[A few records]
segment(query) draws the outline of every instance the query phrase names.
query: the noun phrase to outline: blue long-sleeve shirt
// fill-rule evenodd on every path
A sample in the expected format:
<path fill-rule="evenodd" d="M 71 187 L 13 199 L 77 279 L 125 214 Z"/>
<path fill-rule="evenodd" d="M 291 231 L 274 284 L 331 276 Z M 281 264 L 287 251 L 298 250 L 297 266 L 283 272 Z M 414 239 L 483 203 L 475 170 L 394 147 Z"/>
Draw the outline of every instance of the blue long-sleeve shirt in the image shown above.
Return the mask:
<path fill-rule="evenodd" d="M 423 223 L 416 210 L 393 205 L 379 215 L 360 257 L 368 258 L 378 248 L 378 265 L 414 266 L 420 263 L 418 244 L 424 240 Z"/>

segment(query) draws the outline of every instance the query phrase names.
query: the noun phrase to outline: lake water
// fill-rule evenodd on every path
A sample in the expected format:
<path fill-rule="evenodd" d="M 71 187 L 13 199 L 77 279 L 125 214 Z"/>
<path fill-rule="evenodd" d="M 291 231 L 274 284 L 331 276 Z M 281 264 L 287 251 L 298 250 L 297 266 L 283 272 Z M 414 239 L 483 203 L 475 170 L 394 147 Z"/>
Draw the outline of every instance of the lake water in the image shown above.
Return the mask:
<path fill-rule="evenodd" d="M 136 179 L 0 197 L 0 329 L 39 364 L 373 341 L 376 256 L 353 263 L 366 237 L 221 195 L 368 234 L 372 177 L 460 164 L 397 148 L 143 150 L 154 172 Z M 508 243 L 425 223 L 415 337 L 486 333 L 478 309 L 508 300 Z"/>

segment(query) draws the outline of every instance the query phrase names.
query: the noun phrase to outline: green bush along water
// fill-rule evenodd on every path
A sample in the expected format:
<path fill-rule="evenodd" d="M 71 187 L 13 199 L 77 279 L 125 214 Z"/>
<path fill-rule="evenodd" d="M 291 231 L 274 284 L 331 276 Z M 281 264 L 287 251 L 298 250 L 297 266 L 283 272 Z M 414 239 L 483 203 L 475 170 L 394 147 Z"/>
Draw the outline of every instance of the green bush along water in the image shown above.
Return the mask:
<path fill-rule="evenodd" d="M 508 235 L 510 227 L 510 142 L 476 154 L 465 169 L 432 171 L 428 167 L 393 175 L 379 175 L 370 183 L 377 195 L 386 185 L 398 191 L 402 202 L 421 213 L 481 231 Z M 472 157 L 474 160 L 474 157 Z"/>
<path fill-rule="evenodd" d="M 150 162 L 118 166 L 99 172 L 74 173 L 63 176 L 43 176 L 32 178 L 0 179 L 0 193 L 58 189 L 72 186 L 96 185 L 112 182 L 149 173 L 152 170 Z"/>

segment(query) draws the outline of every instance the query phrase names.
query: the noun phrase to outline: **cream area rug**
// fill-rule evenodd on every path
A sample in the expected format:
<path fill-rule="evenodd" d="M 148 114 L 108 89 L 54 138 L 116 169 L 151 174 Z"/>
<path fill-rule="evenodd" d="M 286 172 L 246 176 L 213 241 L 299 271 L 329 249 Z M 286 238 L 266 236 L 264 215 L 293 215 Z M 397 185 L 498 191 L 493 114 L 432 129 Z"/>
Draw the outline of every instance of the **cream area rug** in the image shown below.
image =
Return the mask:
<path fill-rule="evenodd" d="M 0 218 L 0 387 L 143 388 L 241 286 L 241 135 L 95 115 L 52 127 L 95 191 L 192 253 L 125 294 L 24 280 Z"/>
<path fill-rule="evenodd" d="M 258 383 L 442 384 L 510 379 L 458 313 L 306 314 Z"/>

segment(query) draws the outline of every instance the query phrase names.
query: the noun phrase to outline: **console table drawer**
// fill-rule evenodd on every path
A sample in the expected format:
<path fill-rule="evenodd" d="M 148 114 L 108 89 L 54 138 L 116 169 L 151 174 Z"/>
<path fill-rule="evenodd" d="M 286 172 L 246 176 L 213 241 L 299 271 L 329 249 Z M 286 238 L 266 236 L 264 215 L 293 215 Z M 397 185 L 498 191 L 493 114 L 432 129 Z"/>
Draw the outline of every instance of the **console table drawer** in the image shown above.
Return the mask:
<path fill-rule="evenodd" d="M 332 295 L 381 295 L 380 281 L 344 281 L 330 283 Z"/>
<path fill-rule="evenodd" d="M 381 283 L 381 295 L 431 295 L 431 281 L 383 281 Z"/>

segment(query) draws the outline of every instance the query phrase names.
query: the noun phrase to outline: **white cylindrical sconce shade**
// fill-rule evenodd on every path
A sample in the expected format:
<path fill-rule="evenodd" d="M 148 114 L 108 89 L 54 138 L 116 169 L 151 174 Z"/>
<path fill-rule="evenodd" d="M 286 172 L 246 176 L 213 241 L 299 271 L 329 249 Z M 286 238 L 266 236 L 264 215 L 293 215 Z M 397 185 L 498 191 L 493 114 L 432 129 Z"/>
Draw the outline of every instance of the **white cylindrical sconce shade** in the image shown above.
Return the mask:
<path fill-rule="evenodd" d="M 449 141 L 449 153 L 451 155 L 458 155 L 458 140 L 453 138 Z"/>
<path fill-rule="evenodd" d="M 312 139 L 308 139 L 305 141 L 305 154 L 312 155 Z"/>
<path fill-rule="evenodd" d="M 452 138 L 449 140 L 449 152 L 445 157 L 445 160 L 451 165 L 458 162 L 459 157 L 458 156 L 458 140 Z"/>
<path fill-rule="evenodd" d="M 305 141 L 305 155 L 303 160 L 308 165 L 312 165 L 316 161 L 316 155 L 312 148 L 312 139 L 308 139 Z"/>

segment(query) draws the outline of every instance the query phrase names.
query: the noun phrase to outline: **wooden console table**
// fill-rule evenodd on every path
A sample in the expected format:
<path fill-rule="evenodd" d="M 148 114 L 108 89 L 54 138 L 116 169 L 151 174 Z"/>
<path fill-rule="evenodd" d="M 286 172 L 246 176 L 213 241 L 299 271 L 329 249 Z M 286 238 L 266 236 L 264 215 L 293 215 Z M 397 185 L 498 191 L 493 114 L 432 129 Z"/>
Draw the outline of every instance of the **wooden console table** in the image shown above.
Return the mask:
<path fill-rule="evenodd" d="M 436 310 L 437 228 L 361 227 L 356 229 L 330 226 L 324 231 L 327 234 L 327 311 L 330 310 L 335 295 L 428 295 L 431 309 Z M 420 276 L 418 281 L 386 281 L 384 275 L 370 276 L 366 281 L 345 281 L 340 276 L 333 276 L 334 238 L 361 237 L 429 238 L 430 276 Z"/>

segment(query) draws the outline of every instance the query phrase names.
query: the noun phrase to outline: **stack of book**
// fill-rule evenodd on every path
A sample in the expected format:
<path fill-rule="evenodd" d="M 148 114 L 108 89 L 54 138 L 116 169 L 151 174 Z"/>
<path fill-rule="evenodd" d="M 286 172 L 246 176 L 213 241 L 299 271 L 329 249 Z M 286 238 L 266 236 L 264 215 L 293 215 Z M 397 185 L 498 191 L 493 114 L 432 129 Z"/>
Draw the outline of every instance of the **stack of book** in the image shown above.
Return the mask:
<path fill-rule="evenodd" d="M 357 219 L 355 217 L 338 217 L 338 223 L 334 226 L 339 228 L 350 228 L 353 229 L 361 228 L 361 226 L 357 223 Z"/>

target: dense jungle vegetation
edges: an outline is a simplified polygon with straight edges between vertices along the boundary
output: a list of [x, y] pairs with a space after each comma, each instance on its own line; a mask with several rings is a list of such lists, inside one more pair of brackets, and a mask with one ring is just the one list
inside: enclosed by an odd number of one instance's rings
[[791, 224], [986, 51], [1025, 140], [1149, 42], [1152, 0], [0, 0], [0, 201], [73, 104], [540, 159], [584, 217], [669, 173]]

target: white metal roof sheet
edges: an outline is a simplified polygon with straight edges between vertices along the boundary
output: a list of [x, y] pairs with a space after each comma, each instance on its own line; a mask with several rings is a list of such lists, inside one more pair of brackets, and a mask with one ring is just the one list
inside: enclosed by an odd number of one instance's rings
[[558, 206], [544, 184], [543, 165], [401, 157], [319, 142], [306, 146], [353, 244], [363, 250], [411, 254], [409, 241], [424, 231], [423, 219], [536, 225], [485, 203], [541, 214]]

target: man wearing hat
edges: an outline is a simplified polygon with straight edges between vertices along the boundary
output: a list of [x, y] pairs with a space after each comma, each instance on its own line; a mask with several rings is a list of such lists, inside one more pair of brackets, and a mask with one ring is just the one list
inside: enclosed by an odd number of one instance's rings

▶ _REQUIRED TASK_
Pull out the data above from its very first line through the line containing "423 223 L 416", including both ends, and reproduce those lines unchanged.

▶ _CORRECT ANSWER_
segment(query) draws the outline of every instance the query phrase names.
query: the noun phrase to outline: blue long-sleeve shirt
// fill-rule evenodd on every path
A sample in the expected format:
<path fill-rule="evenodd" d="M 71 187 L 13 199 L 77 279 L 125 214 Z"/>
<path fill-rule="evenodd" d="M 291 231 L 274 284 L 331 276 Z M 281 264 L 287 251 L 298 250 L 297 266 L 283 272 Z M 414 239 L 483 203 L 475 170 L 394 147 Z"/>
Draw the outline of every instance of the blue long-sleeve shirt in the image shown above.
Return the mask:
<path fill-rule="evenodd" d="M 423 223 L 416 210 L 393 205 L 379 215 L 360 257 L 368 258 L 378 248 L 378 265 L 414 266 L 420 263 L 418 244 L 424 240 Z"/>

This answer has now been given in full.